(Data items)
────
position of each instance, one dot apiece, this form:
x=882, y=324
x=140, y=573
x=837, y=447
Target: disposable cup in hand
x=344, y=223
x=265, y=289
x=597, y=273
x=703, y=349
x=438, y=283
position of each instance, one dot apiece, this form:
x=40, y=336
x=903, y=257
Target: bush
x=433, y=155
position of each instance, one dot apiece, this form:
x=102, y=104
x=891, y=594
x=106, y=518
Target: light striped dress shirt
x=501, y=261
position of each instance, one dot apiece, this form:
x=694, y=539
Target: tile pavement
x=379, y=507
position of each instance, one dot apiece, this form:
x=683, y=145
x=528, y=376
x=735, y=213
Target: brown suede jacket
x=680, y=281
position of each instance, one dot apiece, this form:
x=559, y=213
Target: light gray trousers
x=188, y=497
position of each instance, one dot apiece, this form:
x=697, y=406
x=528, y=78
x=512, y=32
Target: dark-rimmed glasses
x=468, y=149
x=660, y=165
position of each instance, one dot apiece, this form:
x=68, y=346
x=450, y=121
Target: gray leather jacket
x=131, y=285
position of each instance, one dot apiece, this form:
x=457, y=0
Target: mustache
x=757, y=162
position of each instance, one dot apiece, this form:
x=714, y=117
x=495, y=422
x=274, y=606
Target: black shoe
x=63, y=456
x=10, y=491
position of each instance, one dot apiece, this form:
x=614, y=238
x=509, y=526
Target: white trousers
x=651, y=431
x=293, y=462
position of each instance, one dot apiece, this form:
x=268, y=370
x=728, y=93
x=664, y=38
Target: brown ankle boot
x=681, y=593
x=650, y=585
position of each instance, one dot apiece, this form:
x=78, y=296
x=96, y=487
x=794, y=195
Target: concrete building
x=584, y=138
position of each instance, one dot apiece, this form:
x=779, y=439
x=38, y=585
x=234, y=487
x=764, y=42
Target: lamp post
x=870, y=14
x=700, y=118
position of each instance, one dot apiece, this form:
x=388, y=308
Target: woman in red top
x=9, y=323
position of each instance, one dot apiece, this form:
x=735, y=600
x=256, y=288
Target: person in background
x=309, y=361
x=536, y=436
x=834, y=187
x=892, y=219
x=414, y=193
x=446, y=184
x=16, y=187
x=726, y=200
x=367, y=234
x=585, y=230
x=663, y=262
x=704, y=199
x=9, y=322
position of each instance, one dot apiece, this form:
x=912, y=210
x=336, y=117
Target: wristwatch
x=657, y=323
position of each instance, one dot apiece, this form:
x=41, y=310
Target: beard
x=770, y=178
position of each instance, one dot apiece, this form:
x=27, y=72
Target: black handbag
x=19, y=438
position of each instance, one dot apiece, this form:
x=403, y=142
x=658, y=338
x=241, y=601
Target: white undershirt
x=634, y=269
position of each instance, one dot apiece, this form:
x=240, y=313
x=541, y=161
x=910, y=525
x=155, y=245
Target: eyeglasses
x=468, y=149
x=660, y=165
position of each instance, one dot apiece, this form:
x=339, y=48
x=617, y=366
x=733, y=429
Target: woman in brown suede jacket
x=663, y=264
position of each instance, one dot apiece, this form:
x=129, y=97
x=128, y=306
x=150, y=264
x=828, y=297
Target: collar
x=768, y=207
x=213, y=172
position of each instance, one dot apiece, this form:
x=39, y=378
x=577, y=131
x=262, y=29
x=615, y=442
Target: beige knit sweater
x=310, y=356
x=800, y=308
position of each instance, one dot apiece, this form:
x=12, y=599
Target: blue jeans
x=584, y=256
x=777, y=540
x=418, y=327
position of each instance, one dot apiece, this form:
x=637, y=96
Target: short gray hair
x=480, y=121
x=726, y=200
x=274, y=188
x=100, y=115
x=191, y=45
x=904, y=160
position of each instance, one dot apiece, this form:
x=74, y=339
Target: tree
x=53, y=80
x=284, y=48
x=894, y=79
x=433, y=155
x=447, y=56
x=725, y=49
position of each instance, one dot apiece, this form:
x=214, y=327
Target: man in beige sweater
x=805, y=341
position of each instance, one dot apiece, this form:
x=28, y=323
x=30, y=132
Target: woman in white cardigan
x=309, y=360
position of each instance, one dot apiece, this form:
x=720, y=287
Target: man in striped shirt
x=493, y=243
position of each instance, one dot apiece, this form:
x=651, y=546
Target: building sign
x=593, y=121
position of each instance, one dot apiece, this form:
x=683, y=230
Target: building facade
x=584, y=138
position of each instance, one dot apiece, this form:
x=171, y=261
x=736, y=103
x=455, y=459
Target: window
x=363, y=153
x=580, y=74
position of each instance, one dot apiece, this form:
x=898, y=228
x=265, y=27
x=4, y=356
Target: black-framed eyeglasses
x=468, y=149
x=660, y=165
────
» **Written task**: Write out the entries verbatim, from the first line up to and including the line with "x=188, y=497".

» **Answer for the task**:
position of each instance, one dot apiece, this form:
x=882, y=324
x=140, y=573
x=837, y=447
Target: disposable cup in hand
x=344, y=223
x=265, y=289
x=597, y=273
x=703, y=349
x=438, y=283
position of each instance, one dot apiece, this form:
x=40, y=336
x=903, y=257
Target: bush
x=433, y=155
position of each instance, one dot apiece, this form:
x=102, y=104
x=891, y=594
x=106, y=518
Target: light striped dress shirt
x=501, y=261
position of each instance, one dot apiece, this form:
x=694, y=539
Target: tile pavement
x=379, y=507
position of each instance, one dot apiece, this form:
x=683, y=145
x=528, y=376
x=735, y=213
Target: brown suede jacket
x=680, y=281
position of each instance, one dot apiece, this form:
x=559, y=213
Target: light gray trousers
x=188, y=497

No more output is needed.